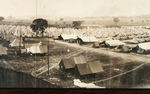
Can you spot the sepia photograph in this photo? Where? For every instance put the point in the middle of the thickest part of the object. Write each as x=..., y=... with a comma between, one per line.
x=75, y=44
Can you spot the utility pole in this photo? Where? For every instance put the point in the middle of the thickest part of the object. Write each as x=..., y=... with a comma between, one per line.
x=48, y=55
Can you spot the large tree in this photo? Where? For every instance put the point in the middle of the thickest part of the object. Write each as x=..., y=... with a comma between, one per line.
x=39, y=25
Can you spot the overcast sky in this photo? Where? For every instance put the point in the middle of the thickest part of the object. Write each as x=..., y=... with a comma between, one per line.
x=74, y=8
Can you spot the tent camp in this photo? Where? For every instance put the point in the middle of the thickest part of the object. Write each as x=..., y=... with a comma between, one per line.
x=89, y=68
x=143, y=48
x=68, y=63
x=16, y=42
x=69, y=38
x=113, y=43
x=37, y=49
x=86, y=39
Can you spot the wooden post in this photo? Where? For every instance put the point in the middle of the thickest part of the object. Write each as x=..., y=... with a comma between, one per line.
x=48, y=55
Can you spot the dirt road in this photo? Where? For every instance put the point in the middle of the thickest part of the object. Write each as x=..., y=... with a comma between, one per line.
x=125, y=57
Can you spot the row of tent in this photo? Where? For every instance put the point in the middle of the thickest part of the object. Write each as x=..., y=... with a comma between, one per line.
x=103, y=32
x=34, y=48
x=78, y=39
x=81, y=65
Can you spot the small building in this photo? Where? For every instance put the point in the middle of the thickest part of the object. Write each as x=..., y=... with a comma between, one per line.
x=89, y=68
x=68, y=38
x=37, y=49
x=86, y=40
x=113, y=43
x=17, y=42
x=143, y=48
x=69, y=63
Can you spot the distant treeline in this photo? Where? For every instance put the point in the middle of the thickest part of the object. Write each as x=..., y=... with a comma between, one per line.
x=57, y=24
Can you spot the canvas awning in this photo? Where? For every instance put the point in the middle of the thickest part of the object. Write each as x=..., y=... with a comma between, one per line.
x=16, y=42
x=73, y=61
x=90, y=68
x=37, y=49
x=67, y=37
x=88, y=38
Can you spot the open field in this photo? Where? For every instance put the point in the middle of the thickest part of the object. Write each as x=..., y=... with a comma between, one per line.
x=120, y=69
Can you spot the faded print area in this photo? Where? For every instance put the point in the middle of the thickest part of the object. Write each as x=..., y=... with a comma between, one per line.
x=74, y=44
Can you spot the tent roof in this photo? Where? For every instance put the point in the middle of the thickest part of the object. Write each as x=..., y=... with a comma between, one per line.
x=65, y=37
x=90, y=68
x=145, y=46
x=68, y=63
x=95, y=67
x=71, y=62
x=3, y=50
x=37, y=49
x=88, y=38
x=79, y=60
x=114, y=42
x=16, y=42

○ ○ ○ ○ ○

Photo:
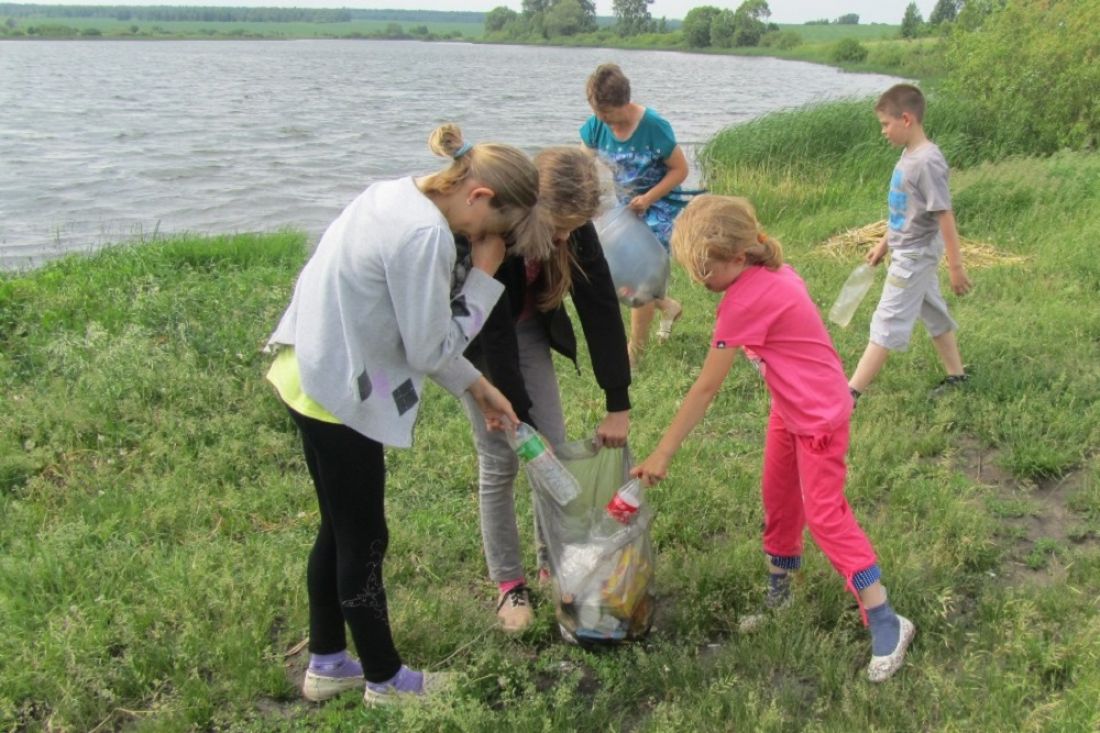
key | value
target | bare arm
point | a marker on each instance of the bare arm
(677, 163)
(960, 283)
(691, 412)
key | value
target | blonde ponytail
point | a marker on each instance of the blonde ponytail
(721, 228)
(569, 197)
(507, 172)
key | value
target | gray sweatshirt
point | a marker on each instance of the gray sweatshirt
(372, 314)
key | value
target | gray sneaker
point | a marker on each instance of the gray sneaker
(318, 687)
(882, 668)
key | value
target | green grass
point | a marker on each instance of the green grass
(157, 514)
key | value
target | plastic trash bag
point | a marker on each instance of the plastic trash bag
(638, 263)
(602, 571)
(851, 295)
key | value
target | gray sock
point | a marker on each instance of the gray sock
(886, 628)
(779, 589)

○ ○ ○ ○ ○

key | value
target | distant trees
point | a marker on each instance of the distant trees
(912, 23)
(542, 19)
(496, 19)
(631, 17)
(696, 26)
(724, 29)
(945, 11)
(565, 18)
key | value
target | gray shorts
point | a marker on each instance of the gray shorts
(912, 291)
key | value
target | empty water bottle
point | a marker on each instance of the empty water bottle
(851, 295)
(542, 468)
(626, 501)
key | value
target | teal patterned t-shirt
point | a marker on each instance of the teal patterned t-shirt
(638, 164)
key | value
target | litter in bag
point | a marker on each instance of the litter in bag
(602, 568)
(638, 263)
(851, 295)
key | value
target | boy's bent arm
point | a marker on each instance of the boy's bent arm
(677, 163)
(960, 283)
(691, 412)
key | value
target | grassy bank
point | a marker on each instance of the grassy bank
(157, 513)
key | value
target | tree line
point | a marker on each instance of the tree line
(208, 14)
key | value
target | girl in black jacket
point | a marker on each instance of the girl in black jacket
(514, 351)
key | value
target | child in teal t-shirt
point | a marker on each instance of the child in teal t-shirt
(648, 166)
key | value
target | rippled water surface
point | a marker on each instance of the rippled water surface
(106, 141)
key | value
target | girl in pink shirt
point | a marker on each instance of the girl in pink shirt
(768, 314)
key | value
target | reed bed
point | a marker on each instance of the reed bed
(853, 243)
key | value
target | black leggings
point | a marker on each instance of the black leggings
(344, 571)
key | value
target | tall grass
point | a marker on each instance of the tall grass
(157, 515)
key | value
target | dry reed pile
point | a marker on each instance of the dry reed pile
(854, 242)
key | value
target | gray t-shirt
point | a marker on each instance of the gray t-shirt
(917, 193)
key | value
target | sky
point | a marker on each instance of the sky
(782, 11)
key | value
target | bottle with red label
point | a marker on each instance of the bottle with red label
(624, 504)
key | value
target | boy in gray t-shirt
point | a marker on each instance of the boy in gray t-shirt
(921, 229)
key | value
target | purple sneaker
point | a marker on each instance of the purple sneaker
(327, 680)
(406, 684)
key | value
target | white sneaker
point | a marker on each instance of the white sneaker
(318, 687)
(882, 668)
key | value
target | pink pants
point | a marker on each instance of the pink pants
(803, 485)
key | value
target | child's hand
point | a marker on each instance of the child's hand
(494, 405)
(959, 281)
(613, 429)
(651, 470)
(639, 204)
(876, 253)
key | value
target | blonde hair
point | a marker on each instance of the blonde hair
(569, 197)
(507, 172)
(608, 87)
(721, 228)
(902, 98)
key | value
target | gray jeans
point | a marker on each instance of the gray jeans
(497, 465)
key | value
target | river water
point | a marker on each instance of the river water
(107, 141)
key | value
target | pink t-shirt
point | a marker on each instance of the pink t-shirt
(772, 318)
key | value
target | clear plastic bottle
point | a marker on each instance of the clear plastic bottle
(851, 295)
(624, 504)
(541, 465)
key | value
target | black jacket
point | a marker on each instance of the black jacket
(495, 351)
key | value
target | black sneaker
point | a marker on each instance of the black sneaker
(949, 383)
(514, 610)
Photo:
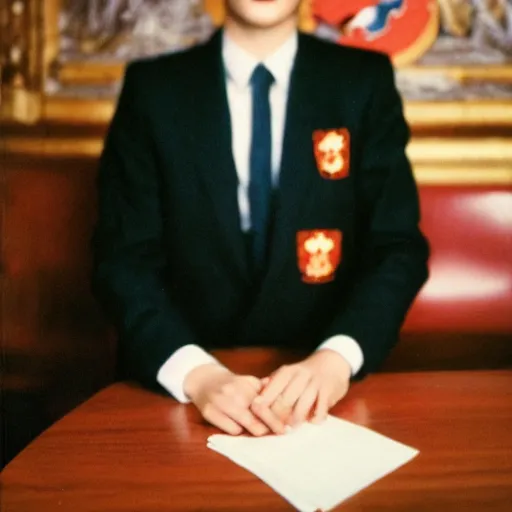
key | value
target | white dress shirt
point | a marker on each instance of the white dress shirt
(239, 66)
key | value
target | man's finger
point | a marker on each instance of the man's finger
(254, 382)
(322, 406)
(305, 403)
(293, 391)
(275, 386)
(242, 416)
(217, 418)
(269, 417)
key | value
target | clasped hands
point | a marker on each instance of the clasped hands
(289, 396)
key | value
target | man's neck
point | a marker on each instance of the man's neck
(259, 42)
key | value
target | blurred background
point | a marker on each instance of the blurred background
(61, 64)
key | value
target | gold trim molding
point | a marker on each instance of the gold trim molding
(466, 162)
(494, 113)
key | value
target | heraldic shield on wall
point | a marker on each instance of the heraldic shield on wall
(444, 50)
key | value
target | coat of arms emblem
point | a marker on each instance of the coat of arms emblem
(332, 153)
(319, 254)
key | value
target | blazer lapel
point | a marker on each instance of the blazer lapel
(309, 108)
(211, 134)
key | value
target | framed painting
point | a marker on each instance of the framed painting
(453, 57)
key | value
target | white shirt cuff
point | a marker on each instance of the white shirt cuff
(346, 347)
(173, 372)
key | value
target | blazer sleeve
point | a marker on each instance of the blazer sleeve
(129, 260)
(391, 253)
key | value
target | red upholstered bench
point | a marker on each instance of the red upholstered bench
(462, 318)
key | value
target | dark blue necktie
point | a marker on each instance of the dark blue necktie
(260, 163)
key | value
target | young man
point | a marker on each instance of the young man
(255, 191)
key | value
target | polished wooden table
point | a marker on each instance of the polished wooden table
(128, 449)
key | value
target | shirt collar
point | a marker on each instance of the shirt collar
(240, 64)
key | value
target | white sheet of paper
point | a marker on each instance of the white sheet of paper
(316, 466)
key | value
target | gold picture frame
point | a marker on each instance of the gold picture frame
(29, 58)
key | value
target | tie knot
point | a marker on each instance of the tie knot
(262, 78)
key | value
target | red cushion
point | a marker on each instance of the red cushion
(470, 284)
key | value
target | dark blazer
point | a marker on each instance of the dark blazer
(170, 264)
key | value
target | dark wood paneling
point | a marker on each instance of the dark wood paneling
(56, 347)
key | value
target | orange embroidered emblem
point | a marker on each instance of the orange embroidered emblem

○ ○ ○ ○ ○

Reproduce the material verbatim, from the line containing "Can you spot the sepia" up to and including the line containing "x=125, y=57". Give only those lines.

Can you spot the sepia photograph in this photo? Where? For every instance put the point in the middle of the thickest part of the object. Write each as x=..., y=... with a comma between, one per line.
x=75, y=44
Can you spot the utility pole in this photo? Where? For every instance put the point in the middle of the thickest part of the object. Write each as x=..., y=... with a comma between, one per line.
x=48, y=55
Can you spot the large tree in this photo? Where? For every instance put the point in the middle of the thickest part of the object. Write each as x=..., y=... with a comma between, one per line.
x=39, y=25
Can you spot the overcast sky in this photo? Where? For every instance put the point in the middle of the thickest part of the object. Write each as x=..., y=... with a comma between, one per line.
x=74, y=8
Can you spot the tent camp in this photo? Where? For every instance put the point in the middle of the thickest part of the object. Write each as x=..., y=... with a comma between, one per line.
x=89, y=68
x=143, y=48
x=68, y=63
x=16, y=42
x=69, y=38
x=113, y=43
x=37, y=49
x=86, y=39
Can you spot the wooden post in this photo? Where? For every instance put the point in the middle of the thickest part of the object. Write each as x=..., y=... with a comma between, one per line.
x=48, y=55
Can you spot the dirt road in this photo? Where? For every instance put the point in the middle of the thickest part of the object. Write each as x=..., y=... with a comma between, one per line.
x=125, y=57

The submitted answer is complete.